__Op te lossen__:
A. Citeer uit de tekst over de huldiging van Jef Denijn het stuk van "De feesten zijn" tot en met "geene beiaarden zijn.".
B. Haal uit de records elke regel die de tekenreeks "negative" bevat, waarbij het verschil tussen hoofdletters en kleine letters telt.

| |
| |
| |
Jef Denijn gehuldigd
Brussel, 15 Augustus.
De feesten zijn voorbij, ik ben er niet bij aanwezig geweest. Huldiging binnen- en buitenhuize, tentoonstelling, concert, congres: het is alles verloopen buiten mij om. Ik beken het zonder wroeging of cynisme: ik ben dezer dagen niet naar Mechelen gegaan. Zonder trouwens Mechelen te ontvluchten, was ik, al den tijd dat Jef Denijn werd gevierd, in eene streek waar geene beiaarden zijn.
Het heeft mij niet belet, aan Jef Denijn te denken. het heeft mij zelfs - ik wil het graag bekennen - het weemoedige leed van het verlangen gegeven, langs de Mechelsche reien te gaan drentelen, bij eene grauw-gele schemering, waar het klokkenspel in den motregen als zilveren zeepbellen zou doen rijzen en wiegelen. Doch ik wist maar al te wel: deze drie, vier laatste dagen zou er te Mechelen geen enkel plekje eenzaamheid zijn, zouden de reien zwart zijn van gekleede jassen, zouden de zilveren bellen openspatten op hooge hoeden. Mechelen zou Mechelen niet wezen, noch Denijn Denijn. Ik zeg het in allen ernst: mijne afwezigheid moest voor Denijn nu maar als eene hulde gelden; ik ben hem te dankbaar voor te veel verleden genot, dan dat ik naar hem zou zijn gaan luisteren met een blinkend feestgezicht. Het zou zelfs in mijn oog Denijn hebben verminderd, en zelfs mij.

__Te verwerken materiaal__:
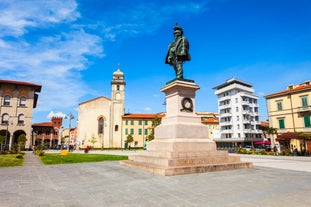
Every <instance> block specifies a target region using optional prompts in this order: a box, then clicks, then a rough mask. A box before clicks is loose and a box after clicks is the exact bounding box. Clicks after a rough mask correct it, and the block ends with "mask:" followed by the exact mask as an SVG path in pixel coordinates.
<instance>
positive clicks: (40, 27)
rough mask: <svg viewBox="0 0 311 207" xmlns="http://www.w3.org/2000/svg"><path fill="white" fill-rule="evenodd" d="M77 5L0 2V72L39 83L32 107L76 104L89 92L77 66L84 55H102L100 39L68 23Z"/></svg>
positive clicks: (13, 78) (55, 108) (70, 105)
mask: <svg viewBox="0 0 311 207" xmlns="http://www.w3.org/2000/svg"><path fill="white" fill-rule="evenodd" d="M25 8H26V9H25ZM76 9H77V4H76V2H75V1H73V0H67V1H6V0H5V1H1V3H0V65H1V70H0V76H1V78H2V79H12V80H27V81H28V82H33V83H36V84H41V85H42V91H41V93H40V94H39V96H40V98H39V100H38V105H37V109H36V110H37V111H49V110H51V109H53V108H55V109H56V108H64V107H75V106H76V105H77V103H78V100H79V98H80V97H81V96H83V95H85V94H87V93H92V91H91V90H90V89H88V86H87V85H86V84H85V83H84V82H83V81H82V77H81V73H80V71H81V70H84V69H86V68H87V67H88V64H89V61H88V58H87V56H97V57H102V56H103V48H102V42H101V38H100V37H98V36H97V35H93V34H89V33H87V32H85V31H84V30H83V29H79V28H77V27H72V21H74V20H76V19H77V18H78V17H79V15H80V14H79V12H77V11H76ZM80 28H81V27H80ZM4 37H5V38H4Z"/></svg>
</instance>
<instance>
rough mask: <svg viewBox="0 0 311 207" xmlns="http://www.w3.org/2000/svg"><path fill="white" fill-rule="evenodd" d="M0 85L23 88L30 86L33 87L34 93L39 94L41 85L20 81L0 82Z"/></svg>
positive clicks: (9, 80) (10, 80)
mask: <svg viewBox="0 0 311 207" xmlns="http://www.w3.org/2000/svg"><path fill="white" fill-rule="evenodd" d="M0 83H6V84H14V85H23V86H32V87H35V91H36V92H41V87H42V86H41V85H38V84H34V83H29V82H22V81H13V80H0Z"/></svg>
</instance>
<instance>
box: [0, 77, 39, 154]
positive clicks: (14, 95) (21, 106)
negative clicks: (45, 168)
mask: <svg viewBox="0 0 311 207" xmlns="http://www.w3.org/2000/svg"><path fill="white" fill-rule="evenodd" d="M40 91H41V85H37V84H33V83H28V82H20V81H12V80H0V102H1V104H0V114H1V124H0V135H1V136H5V137H6V138H5V141H4V144H3V145H4V147H5V149H12V147H13V145H14V144H17V139H18V137H19V136H20V135H22V134H24V135H25V136H26V139H27V141H26V143H25V148H31V146H32V145H33V144H34V140H33V137H32V129H31V125H32V111H33V109H34V108H36V105H37V100H38V94H37V93H39V92H40ZM1 147H2V146H1ZM2 149H3V148H2Z"/></svg>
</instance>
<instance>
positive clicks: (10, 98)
mask: <svg viewBox="0 0 311 207" xmlns="http://www.w3.org/2000/svg"><path fill="white" fill-rule="evenodd" d="M10 101H11V96H10V95H5V96H4V101H3V105H4V106H9V105H10Z"/></svg>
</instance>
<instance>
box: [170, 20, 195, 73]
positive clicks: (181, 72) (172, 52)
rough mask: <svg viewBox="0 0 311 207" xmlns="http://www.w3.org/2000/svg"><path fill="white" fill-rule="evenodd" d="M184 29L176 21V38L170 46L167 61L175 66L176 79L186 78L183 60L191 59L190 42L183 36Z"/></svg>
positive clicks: (188, 60) (175, 36)
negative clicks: (184, 73) (184, 77)
mask: <svg viewBox="0 0 311 207" xmlns="http://www.w3.org/2000/svg"><path fill="white" fill-rule="evenodd" d="M183 33H184V31H183V29H182V28H181V27H179V26H178V24H177V23H176V25H175V27H174V38H175V40H174V41H173V42H172V43H171V44H170V45H169V46H168V52H167V55H166V58H165V63H166V64H170V65H171V66H173V67H174V70H175V73H176V79H184V74H183V62H184V61H189V60H191V57H190V54H189V42H188V39H187V38H186V37H184V36H183Z"/></svg>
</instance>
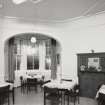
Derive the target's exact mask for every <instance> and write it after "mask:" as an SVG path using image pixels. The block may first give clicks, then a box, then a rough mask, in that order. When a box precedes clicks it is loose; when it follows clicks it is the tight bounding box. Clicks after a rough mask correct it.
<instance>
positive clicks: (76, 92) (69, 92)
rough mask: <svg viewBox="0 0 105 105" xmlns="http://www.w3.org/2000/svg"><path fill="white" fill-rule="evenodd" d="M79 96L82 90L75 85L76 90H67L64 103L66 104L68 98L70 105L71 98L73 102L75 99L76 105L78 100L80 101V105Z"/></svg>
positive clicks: (74, 100) (74, 102) (77, 86)
mask: <svg viewBox="0 0 105 105" xmlns="http://www.w3.org/2000/svg"><path fill="white" fill-rule="evenodd" d="M79 94H80V89H79V85H75V86H74V88H73V89H72V90H70V91H69V90H67V91H65V93H64V102H65V97H66V96H67V97H68V101H67V102H68V105H69V101H70V100H69V98H71V101H72V99H73V102H74V105H75V103H76V100H78V104H79Z"/></svg>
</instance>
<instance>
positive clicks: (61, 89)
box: [43, 80, 77, 105]
mask: <svg viewBox="0 0 105 105" xmlns="http://www.w3.org/2000/svg"><path fill="white" fill-rule="evenodd" d="M75 85H77V83H76V82H75V81H63V80H60V81H58V80H51V81H50V82H48V83H46V84H44V85H43V88H44V87H48V88H57V89H58V91H60V93H61V94H60V95H61V105H62V103H63V97H64V94H63V93H64V92H65V91H67V90H69V91H70V90H73V88H74V86H75ZM44 94H46V92H45V91H44ZM44 100H45V95H44Z"/></svg>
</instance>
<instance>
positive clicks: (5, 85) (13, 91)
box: [0, 81, 14, 104]
mask: <svg viewBox="0 0 105 105" xmlns="http://www.w3.org/2000/svg"><path fill="white" fill-rule="evenodd" d="M6 86H9V91H11V92H12V101H13V104H14V85H13V83H9V82H5V81H0V88H5V87H6Z"/></svg>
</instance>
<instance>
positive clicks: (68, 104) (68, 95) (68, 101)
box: [68, 95, 70, 105]
mask: <svg viewBox="0 0 105 105" xmlns="http://www.w3.org/2000/svg"><path fill="white" fill-rule="evenodd" d="M69 101H70V100H69V95H68V105H69Z"/></svg>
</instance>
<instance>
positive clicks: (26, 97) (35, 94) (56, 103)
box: [4, 88, 97, 105]
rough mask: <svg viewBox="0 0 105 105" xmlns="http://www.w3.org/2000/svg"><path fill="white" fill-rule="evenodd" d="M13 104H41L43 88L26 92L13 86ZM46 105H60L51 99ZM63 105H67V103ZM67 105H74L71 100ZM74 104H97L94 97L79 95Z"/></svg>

__Resultaten oefening__:
A.
De feesten zijn voorbij, ik ben er niet bij aanwezig geweest. Huldiging binnen- en buitenhuize, tentoonstelling, concert, congres: het is alles verloopen buiten mij om. Ik beken het zonder wroeging of cynisme: ik ben dezer dagen niet naar Mechelen gegaan. Zonder trouwens Mechelen te ontvluchten, was ik, al den tijd dat Jef Denijn werd gevierd, in eene streek waar geene beiaarden zijn.

B.
negative clicks: (45, 168)
negative clicks: (184, 73) (184, 77)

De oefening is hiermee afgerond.